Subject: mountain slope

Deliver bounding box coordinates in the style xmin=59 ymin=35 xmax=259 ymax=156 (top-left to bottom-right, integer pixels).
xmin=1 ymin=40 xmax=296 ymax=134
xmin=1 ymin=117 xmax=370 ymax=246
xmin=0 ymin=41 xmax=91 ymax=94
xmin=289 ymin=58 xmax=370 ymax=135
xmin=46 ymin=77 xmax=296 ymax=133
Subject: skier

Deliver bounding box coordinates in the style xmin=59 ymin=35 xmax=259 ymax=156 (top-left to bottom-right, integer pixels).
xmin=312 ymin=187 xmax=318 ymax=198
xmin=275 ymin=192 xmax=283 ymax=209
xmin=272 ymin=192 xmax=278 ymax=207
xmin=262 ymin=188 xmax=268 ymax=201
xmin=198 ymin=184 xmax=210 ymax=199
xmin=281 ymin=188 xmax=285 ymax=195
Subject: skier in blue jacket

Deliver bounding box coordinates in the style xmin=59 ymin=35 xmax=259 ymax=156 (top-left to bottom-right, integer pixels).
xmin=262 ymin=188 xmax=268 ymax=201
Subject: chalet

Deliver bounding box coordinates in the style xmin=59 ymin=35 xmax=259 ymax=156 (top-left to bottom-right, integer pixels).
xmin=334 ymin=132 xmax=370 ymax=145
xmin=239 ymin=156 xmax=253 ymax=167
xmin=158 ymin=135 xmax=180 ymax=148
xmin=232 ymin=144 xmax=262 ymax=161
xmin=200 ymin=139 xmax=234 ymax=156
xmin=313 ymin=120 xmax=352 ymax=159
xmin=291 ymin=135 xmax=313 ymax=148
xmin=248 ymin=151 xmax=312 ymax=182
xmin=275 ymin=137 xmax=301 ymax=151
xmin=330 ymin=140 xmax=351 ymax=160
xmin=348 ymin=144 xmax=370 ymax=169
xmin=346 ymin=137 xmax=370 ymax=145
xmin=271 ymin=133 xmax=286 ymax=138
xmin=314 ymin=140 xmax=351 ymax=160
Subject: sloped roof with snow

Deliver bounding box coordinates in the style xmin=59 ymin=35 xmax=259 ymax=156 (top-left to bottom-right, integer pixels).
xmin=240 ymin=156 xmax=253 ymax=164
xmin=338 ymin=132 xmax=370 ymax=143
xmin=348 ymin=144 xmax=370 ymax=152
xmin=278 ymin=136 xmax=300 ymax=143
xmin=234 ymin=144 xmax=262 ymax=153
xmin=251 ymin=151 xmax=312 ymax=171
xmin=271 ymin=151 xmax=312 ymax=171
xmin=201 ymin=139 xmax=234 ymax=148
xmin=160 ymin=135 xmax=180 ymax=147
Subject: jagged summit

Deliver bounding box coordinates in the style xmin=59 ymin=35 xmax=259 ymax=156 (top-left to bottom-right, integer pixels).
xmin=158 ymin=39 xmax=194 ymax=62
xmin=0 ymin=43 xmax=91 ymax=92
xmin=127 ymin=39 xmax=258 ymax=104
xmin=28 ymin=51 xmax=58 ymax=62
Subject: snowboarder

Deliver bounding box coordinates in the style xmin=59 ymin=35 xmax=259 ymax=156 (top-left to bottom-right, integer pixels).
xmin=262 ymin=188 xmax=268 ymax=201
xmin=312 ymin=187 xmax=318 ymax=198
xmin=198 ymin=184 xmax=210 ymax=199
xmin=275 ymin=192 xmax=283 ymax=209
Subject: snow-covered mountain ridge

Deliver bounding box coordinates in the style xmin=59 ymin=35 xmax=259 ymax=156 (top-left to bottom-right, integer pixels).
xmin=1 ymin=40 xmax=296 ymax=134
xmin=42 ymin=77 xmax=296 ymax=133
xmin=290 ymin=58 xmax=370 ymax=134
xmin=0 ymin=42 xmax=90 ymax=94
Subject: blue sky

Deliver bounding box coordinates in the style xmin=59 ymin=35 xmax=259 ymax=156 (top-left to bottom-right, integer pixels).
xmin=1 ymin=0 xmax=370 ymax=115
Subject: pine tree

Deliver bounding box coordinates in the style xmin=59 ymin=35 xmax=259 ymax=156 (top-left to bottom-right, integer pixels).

• [ASSIGNMENT] When a line in the material above holds the word "mountain", copy that line.

• [SOLUTION BELOW]
Subject: mountain slope
Subject: snow-covered mountain ridge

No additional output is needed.